**Written task**. Locate every line below that contains the string "bbox", and copy each of those lines in full.
________________
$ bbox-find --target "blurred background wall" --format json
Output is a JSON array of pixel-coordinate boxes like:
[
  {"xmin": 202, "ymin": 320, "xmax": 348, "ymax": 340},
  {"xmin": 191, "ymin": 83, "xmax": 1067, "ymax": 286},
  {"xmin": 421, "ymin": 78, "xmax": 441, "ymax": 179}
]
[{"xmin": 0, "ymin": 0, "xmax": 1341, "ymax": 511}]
________________
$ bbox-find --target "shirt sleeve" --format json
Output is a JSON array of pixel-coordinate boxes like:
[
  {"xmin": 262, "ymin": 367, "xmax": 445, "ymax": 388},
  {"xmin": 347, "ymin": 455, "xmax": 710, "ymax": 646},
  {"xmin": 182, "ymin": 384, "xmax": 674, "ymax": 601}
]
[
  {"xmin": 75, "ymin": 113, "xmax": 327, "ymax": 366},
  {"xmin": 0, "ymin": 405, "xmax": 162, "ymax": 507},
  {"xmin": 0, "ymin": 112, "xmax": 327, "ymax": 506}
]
________________
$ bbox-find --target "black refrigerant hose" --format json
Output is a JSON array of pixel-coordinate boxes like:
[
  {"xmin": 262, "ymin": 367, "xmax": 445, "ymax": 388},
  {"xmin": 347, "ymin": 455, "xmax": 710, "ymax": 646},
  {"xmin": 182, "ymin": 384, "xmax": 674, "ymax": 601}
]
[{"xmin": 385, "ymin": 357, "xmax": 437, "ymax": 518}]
________________
**The answer**.
$ bbox-find --target "blurred background wall" --format json
$ bbox-find --target "shirt sleeve" --format json
$ bbox-find --target "black refrigerant hose" --format json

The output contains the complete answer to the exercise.